#### Data items:
==========

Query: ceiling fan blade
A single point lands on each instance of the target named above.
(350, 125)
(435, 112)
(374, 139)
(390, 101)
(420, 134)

==========

#### Your task:
Repeat every line of the records above exactly.

#### Response box:
Query: ceiling fan blade
A single point lands on each instance of the target named above.
(350, 125)
(435, 112)
(374, 139)
(390, 101)
(420, 134)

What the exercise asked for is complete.